───── SOURCE ─────

FNBL would have us rely upon the statements made by DeWitt at his second guilty plea hearing which occurred after the summary judgment was granted by the district court. We restrict our review on summary judgment to materials which were before the district court. Nissho-Iwai American Corp. v. Kline, 845 F.2d 1300, 1307 (5th Cir.1988). However, even if we were to consider DeWitt’s second guilty plea, the fact of that plea alone would still not entitle FNBL to summary judgment in the face of countervailing evidence on the elements of policy coverage. A guilty plea to a criminal charge is evidence, perhaps powerful, but it is far from the only evidence of DeWitt’s intent presented in this case. In determining whether there is a genuine issue of material fact on each element of coverage, the guilty pleas should receive the same treatment as any other piece of evidence. We turn now to the question whether, on the basis of the entire record, summary judgment is appropriate on any of the elements of coverage.

A.

The first element of policy coverage is that the employee have a manifest intent to cause the bank a loss. A bank employee may commit dishonest or fraudulent acts with an intent to harm the bank or with an intent to benefit it. In some cases the nature of the dishonest act itself demonstrates the employee’s intent. At one end of the continuum are acts of embezzlement. FDIC v. St. Paul Fire and Marine Ins. Co., 942 F.2d 1032 (6th Cir.1991); Glusband v. Fittin Cunningham & Lauzon, 892 F.2d 208, 212 (2d Cir.1989) (limiting bond coverage to embezzlement or “embezzlement-like” acts). An embezzler always has a manifest intent to cause the bank a loss because his gains come only at the bank’s expense.

At the other end of the continuum are dishonest acts by employees which can only benefit the employee when the bank also benefits. In Municipal Securities v. Insurance Co. of N.A., 829 F.2d 7 (6th Cir.1987), for example, a trader intentionally violated her employer’s limit on the amount of government bonds which could be held in the company’s account at. any given time. To cover her losses she lied to her employer and falsely documented sales that had never taken place. The Sixth Circuit found that the employee’s motive was not to cause her employer a loss relying to a large extent on the fact that the employ*1166ee would benefit only if her employer also benefitted.

The fraudulent activities of DeWitt do not lie at either of these two poles, but lie somewhere in the middle of the continuum. In these situations intent becomes a question of fact which will generally not be subject to summary judgment. St. Paul Fire and Marine, 942 F.2d at 1036. De-Witt lied to obtain the bank’s approval on loans of higher risk than it would have approved without his fraudulent statements. Our question here is under what circumstances an employee who acts dishonestly to obtain the approval of loans has the manifest intent to cause the bank a loss.

───── MATERIAL ─────

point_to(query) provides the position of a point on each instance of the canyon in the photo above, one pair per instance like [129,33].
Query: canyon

─────

# EXERCISE SET:
1. In the passage on policy coverage, rewrite the stretch from "The first element" through "the bank’s expense.", putting "spectrum" wherever "continuum" appears.
2. According to the passage on policy coverage, why does an embezzler always have a manifest intent to cause the bank a loss?
3. Extend the passage on policy coverage by writing what comes next after its final sentence.

# FINAL RESULTS:
1.
The first element of policy coverage is that the employee have a manifest intent to cause the bank a loss. A bank employee may commit dishonest or fraudulent acts with an intent to harm the bank or with an intent to benefit it. In some cases the nature of the dishonest act itself demonstrates the employee’s intent. At one end of the spectrum are acts of embezzlement. FDIC v. St. Paul Fire and Marine Ins. Co., 942 F.2d 1032 (6th Cir.1991); Glusband v. Fittin Cunningham & Lauzon, 892 F.2d 208, 212 (2d Cir.1989) (limiting bond coverage to embezzlement or “embezzlement-like” acts). An embezzler always has a manifest intent to cause the bank a loss because his gains come only at the bank’s expense.

2. Because his gains come only at the bank's expense.

3.
This circuit has never addressed directly the question of when an employee who fraudulently obtains loan approval demonstrates manifest intent as defined in the 1980 bond. In its order clarifying its summary judgment, the district court relied upon Merchants and Farmers State Bank v. Fidelity and Casualty Corp., 791 F.2d 1141 (5th Cir.1981) to conclude that a dishonest act resulting in a risky loan being made is inevitably with manifest intent under Insuring Agreement (A) of the Bond. The bond in Merchants was issued in 19Í5, well before the adoption of the standard language being interpreted in this case. For that reason, the opinion refers to a quite different manifest intent than that required by the 1980 Bond. Merchants holds that the jury could have found “manifest intent to deceive the bank causing loss” from an employee’s dishonesty in falsely asserting that a guaranty from a creditworthy party had been obtained to support a risky loan. Id. at 1149. The context of this language makes clear that it was enough that the employee had a manifest intent to deceive, even if there was no intent to cause a loss. Thus, Merchants does not answer our question.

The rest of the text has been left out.